Consigne de travail A:
Répondez à ces questions à partir du texte sur les films :
(i) Qui signe la critique des Enfants terribles ?
(ii) D'après la femme de Mahmut, qu'est-ce qu'elle n'a pas trouvé dans le mariage ?
(iii) Quelle durée est indiquée pour « Je me souviens d'un temps où personne ne joggait dans ce quartier » ?
Consigne de travail B:
Reprenez le texte sur les films à la suite de sa dernière ligne, en un paragraphe.

Texte du document:

Possédant la même facture rugueuse que Little Palestine (2021), mais aussi que Fiasco (2021), présentés tous deux cette année aux RIDM, s’imposant lui aussi comme un film maison dont l’amateurisme technique est compensé par la position privilégiée des auteurs au cœur de leur sujet, Les Enfants terribles partage avec ces deux œuvres d’autres traits fondamentaux. Tout comme Little Palestine, il contient un florilège assez impressionnant de tranches de vie croquées sur le vif et puissamment emblématiques de la réalité cernée. Pensons à cette scène désarmante où la femme de Mahmut, assise sur le lit à ses côtés, déclare n’avoir trouvé rien de ce qu’elle recherchait dans le mariage : le bonheur, la paix ou l’amour. Quant à Fiasco, il s’y apparente par l’un de ses deux sujets centraux, soit les tribulations maritales de personnages hors normes, qui refusent de se plier aux diktats extrêmement tranchants imposés par leur entourage, et dont les bravades risquent de leur coûter tout l’amour parental. Dure chronique que nous propose ici Ahmet Necdet Çupur, reflet d’une dure réalité sociale. (Olivier Thibodeau)

 


prod. Jenny Cartwright

JE ME SOUVIENS D'UN TEMPS OÙ PERSONNE NE JOGGAIT DANS CE QUARTIER
Jenny Cartwright  |  Québec  |  2021  |  78 minutes  |  Espaces humains

* En salle le 20 novembre à 21h15 (CQ) ou en ligne du 22 au 25 novembre.

Informations extraites:
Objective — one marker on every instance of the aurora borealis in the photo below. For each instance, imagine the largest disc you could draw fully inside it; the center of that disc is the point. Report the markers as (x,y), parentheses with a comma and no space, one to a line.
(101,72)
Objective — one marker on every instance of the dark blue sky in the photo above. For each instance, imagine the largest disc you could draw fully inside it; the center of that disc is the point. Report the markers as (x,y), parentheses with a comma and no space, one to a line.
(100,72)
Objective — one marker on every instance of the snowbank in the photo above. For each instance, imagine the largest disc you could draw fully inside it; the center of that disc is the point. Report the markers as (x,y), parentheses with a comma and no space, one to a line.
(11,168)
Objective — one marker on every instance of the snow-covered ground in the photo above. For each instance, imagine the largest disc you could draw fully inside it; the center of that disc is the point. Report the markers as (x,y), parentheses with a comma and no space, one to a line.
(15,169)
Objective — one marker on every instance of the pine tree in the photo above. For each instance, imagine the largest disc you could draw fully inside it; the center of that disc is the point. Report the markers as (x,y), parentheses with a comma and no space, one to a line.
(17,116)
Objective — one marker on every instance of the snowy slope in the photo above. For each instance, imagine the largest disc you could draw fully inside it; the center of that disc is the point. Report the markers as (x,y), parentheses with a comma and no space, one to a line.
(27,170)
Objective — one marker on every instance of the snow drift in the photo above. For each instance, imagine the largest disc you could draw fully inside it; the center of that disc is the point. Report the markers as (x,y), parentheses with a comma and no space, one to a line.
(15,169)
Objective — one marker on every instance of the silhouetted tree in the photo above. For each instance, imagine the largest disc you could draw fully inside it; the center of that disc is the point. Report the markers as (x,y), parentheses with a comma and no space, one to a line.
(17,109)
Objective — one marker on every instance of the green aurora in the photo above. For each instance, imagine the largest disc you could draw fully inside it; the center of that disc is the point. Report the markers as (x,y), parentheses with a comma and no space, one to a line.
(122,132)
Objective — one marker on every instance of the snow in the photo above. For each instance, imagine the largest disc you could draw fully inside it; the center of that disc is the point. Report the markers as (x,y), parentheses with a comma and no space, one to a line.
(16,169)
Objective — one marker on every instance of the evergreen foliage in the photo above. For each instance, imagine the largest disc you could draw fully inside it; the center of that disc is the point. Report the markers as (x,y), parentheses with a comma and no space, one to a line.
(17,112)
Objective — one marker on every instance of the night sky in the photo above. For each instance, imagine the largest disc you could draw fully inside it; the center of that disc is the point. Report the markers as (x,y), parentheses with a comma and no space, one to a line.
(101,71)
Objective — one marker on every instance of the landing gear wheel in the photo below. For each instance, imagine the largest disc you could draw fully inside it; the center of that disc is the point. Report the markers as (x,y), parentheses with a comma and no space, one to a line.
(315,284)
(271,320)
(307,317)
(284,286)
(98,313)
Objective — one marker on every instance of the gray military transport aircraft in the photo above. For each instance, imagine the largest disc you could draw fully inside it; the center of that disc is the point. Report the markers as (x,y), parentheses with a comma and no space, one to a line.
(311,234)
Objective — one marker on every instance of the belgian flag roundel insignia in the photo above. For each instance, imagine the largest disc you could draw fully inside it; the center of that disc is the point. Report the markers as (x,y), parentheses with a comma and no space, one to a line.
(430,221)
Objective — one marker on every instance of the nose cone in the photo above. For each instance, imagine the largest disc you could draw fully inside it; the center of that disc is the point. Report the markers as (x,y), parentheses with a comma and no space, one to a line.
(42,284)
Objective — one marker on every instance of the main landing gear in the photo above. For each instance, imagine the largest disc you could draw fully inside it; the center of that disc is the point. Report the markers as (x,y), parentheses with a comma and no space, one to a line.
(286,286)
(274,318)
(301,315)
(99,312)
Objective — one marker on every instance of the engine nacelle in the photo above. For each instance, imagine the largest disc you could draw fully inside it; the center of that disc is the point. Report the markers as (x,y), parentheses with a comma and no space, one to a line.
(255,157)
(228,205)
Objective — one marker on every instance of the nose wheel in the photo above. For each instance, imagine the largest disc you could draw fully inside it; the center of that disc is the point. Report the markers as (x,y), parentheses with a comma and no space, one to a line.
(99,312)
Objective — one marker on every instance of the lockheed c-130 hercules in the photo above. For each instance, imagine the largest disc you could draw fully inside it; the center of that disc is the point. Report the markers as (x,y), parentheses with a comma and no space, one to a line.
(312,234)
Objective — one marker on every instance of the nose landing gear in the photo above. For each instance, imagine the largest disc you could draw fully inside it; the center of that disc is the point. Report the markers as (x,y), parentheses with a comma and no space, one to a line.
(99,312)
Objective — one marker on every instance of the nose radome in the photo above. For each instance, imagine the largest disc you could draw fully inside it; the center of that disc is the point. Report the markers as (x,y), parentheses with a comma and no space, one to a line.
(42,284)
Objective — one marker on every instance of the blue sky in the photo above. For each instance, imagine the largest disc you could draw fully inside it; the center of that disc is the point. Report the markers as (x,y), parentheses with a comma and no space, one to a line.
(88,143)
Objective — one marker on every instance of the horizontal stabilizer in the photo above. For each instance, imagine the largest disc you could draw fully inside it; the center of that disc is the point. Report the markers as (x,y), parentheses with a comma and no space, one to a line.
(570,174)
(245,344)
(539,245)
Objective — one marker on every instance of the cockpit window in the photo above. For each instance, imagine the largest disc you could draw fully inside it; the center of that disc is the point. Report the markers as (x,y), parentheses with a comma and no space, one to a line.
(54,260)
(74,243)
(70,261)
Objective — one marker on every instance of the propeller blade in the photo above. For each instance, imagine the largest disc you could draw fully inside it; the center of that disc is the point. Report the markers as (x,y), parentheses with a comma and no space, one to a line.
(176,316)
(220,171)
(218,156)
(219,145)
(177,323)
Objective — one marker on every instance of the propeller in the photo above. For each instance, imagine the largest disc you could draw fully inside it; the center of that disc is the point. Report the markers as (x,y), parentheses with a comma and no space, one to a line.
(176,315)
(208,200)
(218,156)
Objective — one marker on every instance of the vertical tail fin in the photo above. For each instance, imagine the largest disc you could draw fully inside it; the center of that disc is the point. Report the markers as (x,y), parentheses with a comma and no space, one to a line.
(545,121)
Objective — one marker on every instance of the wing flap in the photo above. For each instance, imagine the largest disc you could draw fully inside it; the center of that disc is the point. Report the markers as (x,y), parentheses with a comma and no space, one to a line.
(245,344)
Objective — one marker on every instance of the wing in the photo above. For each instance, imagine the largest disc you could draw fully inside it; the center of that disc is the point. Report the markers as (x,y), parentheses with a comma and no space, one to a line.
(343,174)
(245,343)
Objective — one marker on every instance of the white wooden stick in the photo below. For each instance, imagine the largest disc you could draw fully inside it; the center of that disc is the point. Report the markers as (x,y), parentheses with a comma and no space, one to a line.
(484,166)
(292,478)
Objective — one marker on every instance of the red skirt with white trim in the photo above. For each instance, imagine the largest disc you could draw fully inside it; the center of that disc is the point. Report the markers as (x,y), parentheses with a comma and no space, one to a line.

Résultat de l'exercice A:
(i) Olivier Thibodeau.
(ii) Le bonheur, la paix ou l'amour.
(iii) 78 minutes.

Résultat de l'exercice B:
Quoiqu’infiniment pittoresque et doté d’un impressionnant éventail de vignettes, collectionnées sur plusieurs années (tel qu’en témoigne l’édification progressive à l’écran de la Forteresse du Mal, le campus MIL de l’Université de Montréal), le cinéma de Cartwright s’avère ici très dépouillé, réduit à sa plus simple expression d’images séquentielles. Faisant la chronique de l’embourgeoisement dans le quartier populaire de Parc-Extension, elle procède par accumulation de portraits superficiels de ses représentants multiethniques (qu’on observe au travail, à l’école ou lors de leurs loisirs dans des plans toujours minutieusement composés et incroyablement chaleureux, mais trop nombreux), qu’on oppose progressivement au spectre du développement immobilier sauvage sur Beaumont, incarné par le ballet désolant d’ouvriers en tractopelles et par les tristes panneaux réclames vantant tel ou tel bloc de condos à venir. Je me souviens d’un temps évoque donc plutôt le travail d’un esthète sociologue que d’un praticien du direct ou du cinéma d’observation (généralement plus analytique). Tout cela tient d’un pari assumé, par contre. C’est ce qui ressort en tout cas de l’intertitre liminaire, où l’autrice mentionne avoir volontairement omis de pourvoir des sous-titres aux dialogues filmés (dans les différentes langues du quartier). Ainsi, l’importance des intervenant.e.s ne réside plus que dans leur valeur pittoresque, sociologique, esthétique, moins en tant qu’individus immigrants que comme membres constitutifs d’une communauté multiethnique, au sein d’une œuvre qui s’étale plutôt que de focaliser. S’opposent alors deux blocs monolithiques : le prolétariat multiculturel et la blanche bourgeoisie qui, machines entre les mains, n’hésite pas à démolir l’antre des pauvres pour y bâtir son Éden chromé, dégueulassement aseptisé. Ce doux manichéisme constitue d’ailleurs un choix politique pertinent, mais qui ne bonifie pas l’expérience relativement aride d’un film caractérisé par une succession incessante de portraits esthétisants.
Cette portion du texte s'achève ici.